### Short task
Put the lines of the records into a Markdown table with the columns "Row" and "Line", starting with the line that contains "phrase -- tree canopy" and going on through the end of the records. Number each row, and leave out any blank lines.

### Exercise input

· · · · ·

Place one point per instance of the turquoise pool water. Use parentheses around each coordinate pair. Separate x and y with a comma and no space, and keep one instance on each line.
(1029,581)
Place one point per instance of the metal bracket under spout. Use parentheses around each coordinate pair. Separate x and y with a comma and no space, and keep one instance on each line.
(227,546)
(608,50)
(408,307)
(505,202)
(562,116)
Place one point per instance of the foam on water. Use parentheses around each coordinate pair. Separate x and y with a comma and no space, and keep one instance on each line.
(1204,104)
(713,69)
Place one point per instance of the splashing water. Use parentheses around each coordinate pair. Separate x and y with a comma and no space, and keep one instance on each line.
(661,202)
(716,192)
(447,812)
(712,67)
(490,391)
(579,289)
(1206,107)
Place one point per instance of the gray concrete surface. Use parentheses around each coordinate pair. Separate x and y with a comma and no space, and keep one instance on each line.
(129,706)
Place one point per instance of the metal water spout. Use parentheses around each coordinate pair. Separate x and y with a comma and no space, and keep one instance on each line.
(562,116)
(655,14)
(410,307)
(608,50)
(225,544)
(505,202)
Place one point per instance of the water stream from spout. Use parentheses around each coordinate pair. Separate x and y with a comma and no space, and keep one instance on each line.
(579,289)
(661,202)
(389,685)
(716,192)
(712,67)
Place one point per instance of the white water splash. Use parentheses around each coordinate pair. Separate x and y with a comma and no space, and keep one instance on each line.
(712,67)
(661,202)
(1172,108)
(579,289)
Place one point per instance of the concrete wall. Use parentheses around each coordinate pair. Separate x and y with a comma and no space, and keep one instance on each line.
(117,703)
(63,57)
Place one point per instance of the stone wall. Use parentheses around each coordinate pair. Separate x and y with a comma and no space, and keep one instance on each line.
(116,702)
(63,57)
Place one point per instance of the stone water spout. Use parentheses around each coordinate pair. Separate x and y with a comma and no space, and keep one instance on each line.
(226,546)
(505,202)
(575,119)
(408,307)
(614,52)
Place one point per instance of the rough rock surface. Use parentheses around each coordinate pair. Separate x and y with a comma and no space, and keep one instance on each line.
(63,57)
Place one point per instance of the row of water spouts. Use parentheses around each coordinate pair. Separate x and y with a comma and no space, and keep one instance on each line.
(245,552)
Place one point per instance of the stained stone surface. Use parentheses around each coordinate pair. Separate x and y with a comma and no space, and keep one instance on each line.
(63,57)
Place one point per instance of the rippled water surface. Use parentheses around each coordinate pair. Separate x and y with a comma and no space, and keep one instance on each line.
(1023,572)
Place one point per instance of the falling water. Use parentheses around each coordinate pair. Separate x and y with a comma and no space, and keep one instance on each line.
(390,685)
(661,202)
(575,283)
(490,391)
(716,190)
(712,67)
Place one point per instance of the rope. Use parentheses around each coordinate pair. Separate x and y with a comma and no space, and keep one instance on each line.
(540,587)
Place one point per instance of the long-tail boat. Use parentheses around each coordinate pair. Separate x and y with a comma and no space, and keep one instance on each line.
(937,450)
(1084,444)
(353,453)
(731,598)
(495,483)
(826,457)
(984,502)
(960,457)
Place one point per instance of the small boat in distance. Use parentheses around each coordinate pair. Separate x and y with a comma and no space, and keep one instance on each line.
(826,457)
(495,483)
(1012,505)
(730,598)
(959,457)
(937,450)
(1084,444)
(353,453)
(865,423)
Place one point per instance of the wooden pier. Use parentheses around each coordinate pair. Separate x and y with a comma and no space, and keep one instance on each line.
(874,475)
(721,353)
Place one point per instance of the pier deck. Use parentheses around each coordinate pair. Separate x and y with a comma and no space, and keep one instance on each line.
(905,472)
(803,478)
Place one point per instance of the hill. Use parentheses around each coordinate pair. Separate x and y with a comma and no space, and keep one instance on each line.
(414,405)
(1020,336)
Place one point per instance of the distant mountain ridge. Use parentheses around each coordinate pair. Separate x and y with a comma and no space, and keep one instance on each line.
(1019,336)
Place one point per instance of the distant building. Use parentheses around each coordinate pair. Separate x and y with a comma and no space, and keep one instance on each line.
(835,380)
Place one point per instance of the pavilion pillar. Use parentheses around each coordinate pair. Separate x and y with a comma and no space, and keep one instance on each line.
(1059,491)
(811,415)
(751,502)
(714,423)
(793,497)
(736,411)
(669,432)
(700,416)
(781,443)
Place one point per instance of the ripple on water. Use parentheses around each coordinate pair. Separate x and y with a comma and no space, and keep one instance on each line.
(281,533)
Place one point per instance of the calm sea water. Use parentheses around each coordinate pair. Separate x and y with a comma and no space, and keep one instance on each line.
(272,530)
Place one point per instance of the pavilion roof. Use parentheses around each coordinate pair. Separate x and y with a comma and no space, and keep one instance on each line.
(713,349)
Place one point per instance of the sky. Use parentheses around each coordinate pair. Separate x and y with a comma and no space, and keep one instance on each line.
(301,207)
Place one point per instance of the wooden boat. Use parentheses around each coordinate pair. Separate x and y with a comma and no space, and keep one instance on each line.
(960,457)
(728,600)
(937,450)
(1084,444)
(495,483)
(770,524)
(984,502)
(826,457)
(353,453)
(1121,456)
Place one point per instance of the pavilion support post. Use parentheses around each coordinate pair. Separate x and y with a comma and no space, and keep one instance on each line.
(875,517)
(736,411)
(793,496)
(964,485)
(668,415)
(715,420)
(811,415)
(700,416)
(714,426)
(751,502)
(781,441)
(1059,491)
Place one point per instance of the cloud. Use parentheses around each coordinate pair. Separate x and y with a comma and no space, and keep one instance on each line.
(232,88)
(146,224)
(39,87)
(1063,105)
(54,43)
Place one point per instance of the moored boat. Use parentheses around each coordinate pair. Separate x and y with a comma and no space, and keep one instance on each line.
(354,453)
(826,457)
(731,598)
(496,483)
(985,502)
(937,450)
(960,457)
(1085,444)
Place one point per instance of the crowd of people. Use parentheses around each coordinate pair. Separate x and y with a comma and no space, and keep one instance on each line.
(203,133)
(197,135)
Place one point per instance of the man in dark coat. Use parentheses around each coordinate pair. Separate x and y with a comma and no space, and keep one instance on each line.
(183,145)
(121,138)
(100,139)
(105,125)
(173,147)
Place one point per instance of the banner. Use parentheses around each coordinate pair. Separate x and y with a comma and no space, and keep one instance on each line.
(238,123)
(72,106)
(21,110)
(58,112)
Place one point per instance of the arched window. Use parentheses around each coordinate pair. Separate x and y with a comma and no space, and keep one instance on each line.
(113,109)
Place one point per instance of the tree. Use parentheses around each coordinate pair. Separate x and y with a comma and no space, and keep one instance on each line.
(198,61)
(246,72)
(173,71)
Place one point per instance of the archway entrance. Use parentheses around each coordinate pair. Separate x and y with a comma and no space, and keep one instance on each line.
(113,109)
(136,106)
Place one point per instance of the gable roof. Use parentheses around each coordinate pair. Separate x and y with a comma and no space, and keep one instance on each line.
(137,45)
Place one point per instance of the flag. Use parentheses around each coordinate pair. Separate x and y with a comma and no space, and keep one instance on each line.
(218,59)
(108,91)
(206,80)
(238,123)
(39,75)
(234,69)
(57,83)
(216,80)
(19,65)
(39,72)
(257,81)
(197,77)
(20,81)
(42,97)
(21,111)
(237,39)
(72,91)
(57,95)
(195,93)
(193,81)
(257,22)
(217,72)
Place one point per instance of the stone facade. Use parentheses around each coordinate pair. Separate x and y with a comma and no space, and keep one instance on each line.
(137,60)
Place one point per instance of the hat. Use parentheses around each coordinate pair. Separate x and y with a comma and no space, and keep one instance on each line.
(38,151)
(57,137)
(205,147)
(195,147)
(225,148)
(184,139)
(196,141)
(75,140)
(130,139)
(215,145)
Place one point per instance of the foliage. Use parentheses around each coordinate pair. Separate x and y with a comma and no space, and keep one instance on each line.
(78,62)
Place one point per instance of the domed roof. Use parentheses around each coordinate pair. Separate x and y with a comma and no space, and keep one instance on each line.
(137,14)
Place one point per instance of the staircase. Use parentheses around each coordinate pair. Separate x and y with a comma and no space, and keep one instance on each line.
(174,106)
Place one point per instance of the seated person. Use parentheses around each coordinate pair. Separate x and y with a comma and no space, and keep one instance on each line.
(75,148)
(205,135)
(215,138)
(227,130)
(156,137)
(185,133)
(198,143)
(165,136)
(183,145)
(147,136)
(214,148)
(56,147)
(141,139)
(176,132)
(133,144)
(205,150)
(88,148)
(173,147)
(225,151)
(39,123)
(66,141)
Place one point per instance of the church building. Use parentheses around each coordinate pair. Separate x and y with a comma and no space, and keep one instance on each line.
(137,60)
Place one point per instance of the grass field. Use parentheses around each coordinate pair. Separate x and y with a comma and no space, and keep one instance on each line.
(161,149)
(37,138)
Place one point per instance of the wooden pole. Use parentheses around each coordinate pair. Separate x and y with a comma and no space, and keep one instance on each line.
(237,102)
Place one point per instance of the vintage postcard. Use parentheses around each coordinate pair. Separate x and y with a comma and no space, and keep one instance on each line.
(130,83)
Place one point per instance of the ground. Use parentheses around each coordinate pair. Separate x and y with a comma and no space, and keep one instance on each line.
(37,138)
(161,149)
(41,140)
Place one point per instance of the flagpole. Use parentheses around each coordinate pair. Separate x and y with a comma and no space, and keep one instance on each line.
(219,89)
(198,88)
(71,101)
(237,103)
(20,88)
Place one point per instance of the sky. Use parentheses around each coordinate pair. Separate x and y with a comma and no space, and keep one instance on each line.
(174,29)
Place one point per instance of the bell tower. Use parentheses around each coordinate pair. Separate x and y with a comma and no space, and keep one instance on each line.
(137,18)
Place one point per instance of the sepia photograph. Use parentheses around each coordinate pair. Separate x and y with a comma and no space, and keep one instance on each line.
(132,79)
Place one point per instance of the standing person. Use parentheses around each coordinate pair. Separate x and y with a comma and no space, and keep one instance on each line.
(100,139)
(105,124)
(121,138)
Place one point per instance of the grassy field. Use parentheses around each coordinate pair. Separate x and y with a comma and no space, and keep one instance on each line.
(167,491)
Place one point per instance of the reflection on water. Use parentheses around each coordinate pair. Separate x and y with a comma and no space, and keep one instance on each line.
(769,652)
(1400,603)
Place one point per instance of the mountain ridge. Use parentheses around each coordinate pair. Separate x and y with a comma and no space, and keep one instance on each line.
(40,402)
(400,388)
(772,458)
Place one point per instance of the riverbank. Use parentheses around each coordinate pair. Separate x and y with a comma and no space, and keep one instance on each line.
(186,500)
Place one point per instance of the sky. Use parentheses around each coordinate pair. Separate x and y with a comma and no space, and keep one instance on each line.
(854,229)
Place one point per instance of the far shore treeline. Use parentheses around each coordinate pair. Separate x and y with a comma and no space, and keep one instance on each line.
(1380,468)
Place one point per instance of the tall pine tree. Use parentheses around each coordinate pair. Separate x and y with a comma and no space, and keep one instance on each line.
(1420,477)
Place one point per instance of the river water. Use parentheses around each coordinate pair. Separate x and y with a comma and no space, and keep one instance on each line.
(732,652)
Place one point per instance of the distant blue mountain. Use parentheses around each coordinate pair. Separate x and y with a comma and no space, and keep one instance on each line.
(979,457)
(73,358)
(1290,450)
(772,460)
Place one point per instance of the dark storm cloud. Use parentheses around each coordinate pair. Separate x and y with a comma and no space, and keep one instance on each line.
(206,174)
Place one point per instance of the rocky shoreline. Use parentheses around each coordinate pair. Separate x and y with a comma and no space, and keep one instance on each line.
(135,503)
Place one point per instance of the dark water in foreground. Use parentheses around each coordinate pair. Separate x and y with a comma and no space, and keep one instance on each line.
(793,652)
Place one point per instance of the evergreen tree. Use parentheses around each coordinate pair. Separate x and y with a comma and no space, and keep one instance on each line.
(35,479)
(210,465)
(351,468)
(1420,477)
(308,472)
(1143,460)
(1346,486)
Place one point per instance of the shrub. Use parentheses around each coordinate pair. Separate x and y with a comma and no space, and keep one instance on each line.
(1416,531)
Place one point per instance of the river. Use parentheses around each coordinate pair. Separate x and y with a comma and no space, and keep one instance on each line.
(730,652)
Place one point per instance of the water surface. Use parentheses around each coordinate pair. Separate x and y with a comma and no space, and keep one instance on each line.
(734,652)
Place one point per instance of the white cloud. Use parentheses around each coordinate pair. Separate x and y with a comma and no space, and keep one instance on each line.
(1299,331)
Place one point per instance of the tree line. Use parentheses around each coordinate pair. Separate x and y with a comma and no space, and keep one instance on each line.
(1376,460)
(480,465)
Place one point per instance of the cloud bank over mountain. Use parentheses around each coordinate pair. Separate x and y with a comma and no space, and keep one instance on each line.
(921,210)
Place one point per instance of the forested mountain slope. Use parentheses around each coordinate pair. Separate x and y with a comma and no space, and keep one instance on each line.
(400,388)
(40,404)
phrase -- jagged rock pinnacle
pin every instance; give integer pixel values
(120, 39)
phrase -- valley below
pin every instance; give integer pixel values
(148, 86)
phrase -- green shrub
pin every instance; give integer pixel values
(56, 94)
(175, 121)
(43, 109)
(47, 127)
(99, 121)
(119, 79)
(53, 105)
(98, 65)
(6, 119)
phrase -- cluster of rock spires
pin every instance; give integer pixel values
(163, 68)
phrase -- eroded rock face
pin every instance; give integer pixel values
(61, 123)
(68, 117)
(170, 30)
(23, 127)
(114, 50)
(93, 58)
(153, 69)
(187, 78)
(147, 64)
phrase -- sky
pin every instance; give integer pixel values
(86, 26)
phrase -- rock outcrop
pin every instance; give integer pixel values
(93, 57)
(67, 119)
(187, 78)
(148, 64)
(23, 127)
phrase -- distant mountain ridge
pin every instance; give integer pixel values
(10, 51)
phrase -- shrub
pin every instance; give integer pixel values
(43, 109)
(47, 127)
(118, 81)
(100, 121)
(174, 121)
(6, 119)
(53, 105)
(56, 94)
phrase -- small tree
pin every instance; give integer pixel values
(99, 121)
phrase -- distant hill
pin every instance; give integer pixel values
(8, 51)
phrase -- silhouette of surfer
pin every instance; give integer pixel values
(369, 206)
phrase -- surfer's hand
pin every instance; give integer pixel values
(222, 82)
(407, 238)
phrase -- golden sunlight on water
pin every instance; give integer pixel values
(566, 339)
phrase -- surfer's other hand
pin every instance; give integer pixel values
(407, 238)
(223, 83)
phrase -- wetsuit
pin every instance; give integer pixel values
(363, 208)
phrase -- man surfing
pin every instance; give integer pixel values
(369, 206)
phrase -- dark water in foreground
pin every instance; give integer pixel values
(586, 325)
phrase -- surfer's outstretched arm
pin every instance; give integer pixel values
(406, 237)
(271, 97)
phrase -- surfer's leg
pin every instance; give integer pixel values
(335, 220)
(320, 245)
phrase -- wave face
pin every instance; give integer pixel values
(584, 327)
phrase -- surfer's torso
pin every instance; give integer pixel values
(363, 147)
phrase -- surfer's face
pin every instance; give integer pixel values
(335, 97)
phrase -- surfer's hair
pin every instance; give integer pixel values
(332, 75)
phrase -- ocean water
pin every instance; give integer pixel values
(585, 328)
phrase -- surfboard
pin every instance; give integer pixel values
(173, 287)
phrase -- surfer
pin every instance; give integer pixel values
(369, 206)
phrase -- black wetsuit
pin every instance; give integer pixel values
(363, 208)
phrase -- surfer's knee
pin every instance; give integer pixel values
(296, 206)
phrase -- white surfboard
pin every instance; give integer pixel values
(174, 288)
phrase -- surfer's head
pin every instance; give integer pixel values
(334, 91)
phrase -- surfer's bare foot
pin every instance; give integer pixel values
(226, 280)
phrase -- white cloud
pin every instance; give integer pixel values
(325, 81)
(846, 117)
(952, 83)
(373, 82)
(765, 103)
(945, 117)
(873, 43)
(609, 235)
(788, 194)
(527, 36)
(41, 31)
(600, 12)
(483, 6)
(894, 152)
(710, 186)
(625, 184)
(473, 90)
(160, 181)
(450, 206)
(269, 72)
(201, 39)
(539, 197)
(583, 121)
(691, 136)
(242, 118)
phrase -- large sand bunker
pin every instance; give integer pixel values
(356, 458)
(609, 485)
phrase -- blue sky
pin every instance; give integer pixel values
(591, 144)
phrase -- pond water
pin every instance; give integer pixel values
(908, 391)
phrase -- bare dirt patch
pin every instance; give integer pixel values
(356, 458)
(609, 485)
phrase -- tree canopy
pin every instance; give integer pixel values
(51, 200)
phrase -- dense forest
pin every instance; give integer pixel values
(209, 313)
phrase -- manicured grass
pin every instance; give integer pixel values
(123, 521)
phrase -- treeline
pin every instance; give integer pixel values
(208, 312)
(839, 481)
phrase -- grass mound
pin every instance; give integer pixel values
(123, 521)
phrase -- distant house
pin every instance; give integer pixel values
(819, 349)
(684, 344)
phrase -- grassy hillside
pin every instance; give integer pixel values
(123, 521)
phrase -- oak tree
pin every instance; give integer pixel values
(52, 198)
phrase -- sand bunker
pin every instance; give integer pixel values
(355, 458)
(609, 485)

· · · · ·

### Solution for this task
| Row | Line |
|---|---|
| 1 | phrase -- tree canopy |
| 2 | pin every instance; give integer pixel values |
| 3 | (51, 200) |
| 4 | phrase -- dense forest |
| 5 | pin every instance; give integer pixel values |
| 6 | (209, 313) |
| 7 | phrase -- manicured grass |
| 8 | pin every instance; give integer pixel values |
| 9 | (123, 521) |
| 10 | phrase -- treeline |
| 11 | pin every instance; give integer pixel values |
| 12 | (208, 312) |
| 13 | (839, 481) |
| 14 | phrase -- grass mound |
| 15 | pin every instance; give integer pixel values |
| 16 | (123, 521) |
| 17 | phrase -- distant house |
| 18 | pin every instance; give integer pixel values |
| 19 | (819, 349) |
| 20 | (684, 344) |
| 21 | phrase -- grassy hillside |
| 22 | pin every instance; give integer pixel values |
| 23 | (123, 521) |
| 24 | phrase -- oak tree |
| 25 | pin every instance; give integer pixel values |
| 26 | (52, 198) |
| 27 | phrase -- sand bunker |
| 28 | pin every instance; give integer pixel values |
| 29 | (355, 458) |
| 30 | (609, 485) |